■ Work request ■
Line by line, copy out the entries exactly and leave the pictures behind.
== Segment start ==
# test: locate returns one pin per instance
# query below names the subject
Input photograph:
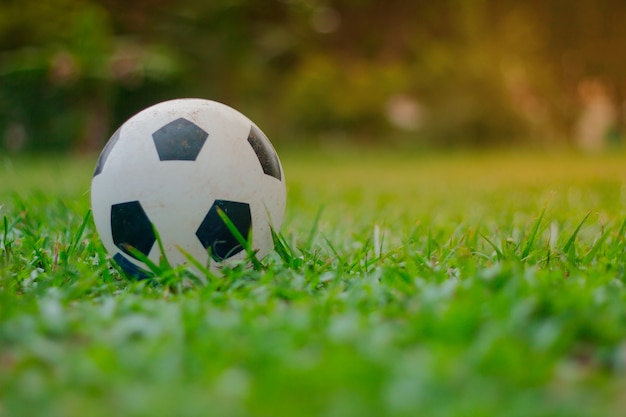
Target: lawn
(404, 285)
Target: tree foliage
(448, 72)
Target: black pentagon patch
(214, 234)
(130, 226)
(106, 151)
(130, 268)
(265, 152)
(180, 140)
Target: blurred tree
(470, 72)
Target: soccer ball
(178, 167)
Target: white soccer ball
(173, 167)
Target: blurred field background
(451, 73)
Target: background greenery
(445, 73)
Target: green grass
(403, 285)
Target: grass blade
== Segment end ==
■ Solution below ■
# test: locate returns one pin per instance
# query below names the subject
Input photograph:
Target: lawn
(404, 285)
Target: tree foliage
(448, 72)
Target: black pentagon patch
(214, 234)
(130, 226)
(106, 151)
(130, 268)
(265, 152)
(180, 140)
Target: blurred tree
(470, 72)
Target: soccer ball
(178, 167)
Target: white soccer ball
(173, 167)
Target: blurred field background
(451, 73)
Target: background greenery
(445, 73)
Target: green grass
(403, 285)
Target: grass blade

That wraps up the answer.